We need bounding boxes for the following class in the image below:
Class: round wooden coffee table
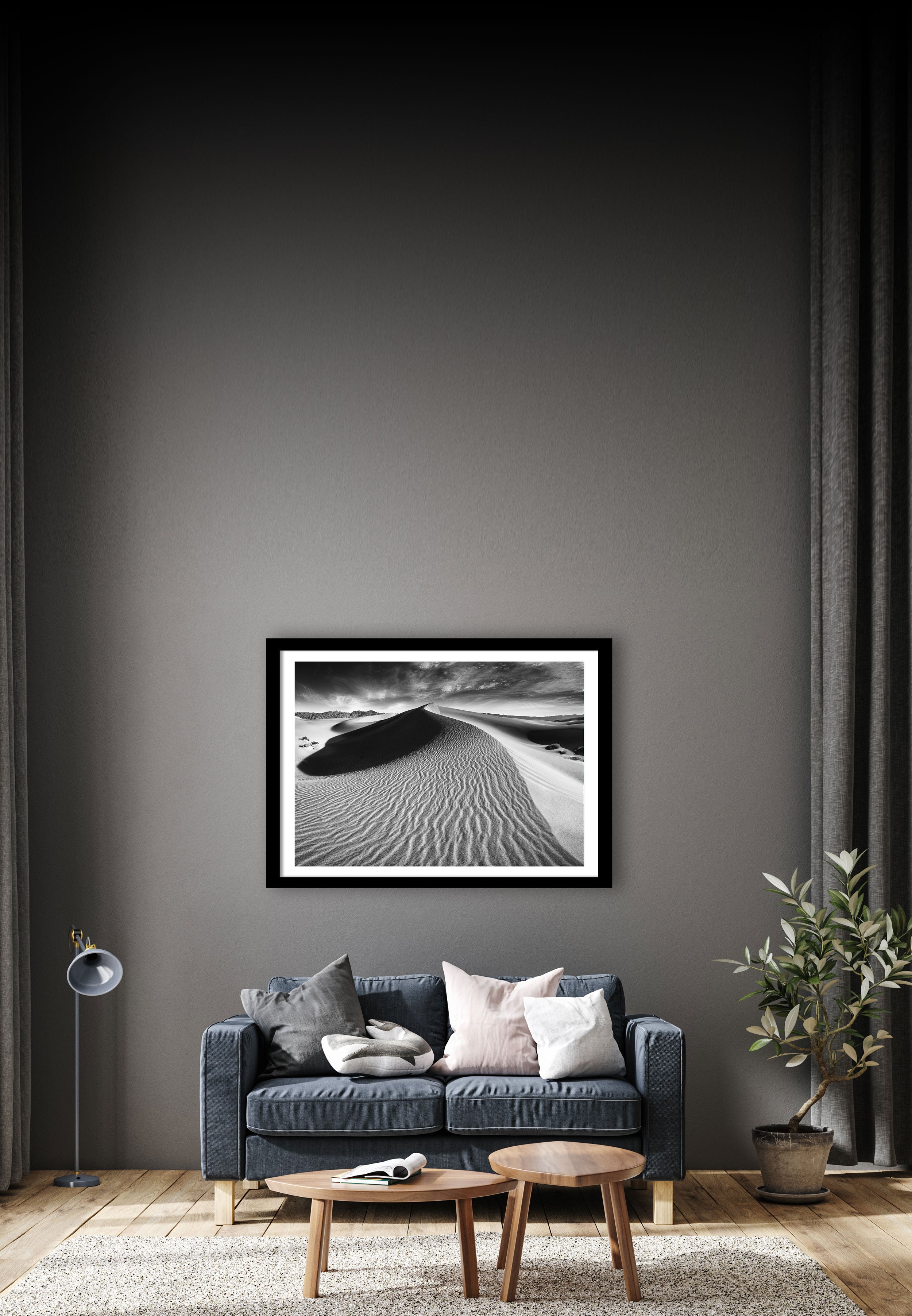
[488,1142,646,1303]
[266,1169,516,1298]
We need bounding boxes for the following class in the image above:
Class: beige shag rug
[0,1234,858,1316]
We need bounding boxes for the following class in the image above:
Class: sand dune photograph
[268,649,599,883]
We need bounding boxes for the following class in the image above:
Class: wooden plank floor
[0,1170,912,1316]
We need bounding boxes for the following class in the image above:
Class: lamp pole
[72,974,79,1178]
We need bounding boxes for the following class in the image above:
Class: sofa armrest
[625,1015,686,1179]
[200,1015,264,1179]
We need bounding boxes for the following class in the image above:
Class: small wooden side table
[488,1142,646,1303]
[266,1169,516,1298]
☆ ☆ ☆ ☆ ☆
Tarefa:
Reproduza todos os registros acima linha por linha, sem alterar nada, mas deixe as imagens de fora.

Resultado da tarefa:
We need bounding boxes for the following class in the image below:
Class: round wooden coffee table
[488,1142,646,1303]
[266,1169,516,1298]
We need bounding boxes for the following class in the image above:
Class: beige shag rug
[0,1234,858,1316]
We need bounding boxes for the following class in the image above:
Class: sand dune photograph
[268,649,599,883]
We need bounding boxes for the following class in the image above:
Class: wooden plank floor
[0,1170,912,1316]
We need bounding boxes for the following class in the image above:
Class: lamp pole
[72,974,79,1178]
We need bounding boxes for the following class in the image above:
Class: sofa armrest
[625,1015,686,1179]
[200,1015,264,1179]
We need bounding boxes for the following class in the image above:
Class: small wooden side table
[488,1142,646,1303]
[266,1169,516,1298]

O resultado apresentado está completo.